**DATASET RECORDS:**
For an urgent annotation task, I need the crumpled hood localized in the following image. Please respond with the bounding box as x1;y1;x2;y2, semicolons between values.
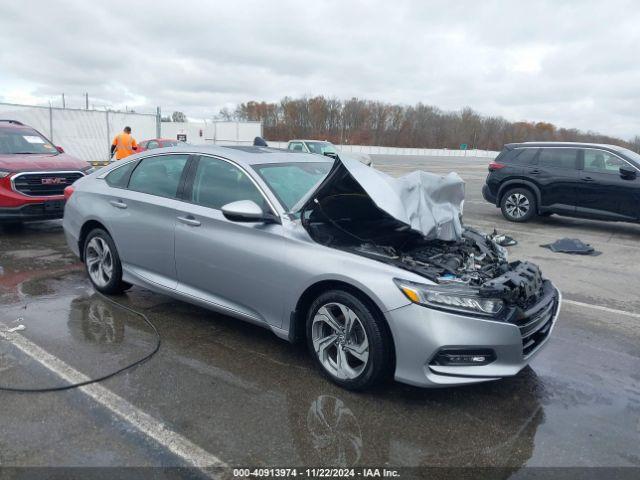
==
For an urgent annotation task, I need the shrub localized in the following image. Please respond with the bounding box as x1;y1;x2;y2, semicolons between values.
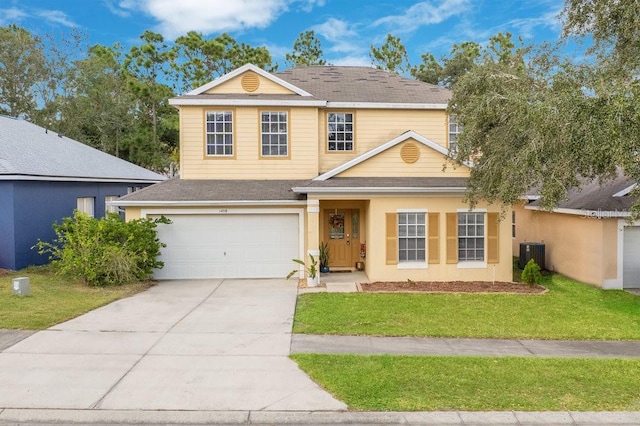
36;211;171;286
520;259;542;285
--
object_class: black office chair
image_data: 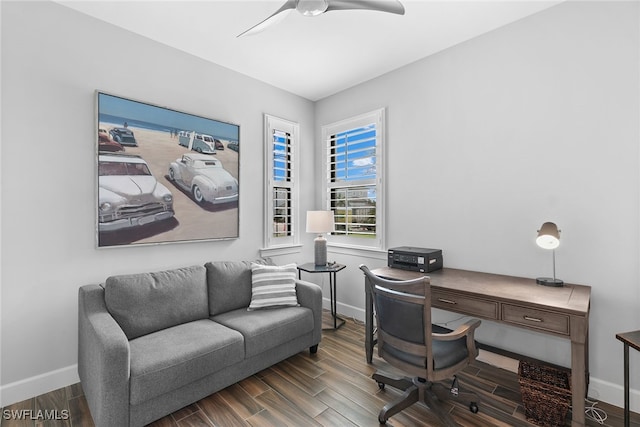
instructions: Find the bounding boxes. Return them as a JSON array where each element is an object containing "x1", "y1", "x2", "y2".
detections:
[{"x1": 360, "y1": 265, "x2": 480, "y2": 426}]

**WHAT YOU HAVE TO DO:** Format the stretch from the line containing "For an urgent annotation task, I need the shrub" through the line containing "520;259;542;285" as a two-column CSV with the headers text and answer. Give one CSV line per row, put each field in quotes with line breaks replaced by spaces, and leave the pictures out.

**TASK RESPONSE:**
text,answer
"For an urgent annotation task, I need the shrub localized in the following image. Please respond with the bounding box as x1;y1;x2;y2, semicolons between values.","36;211;171;286 520;259;542;285"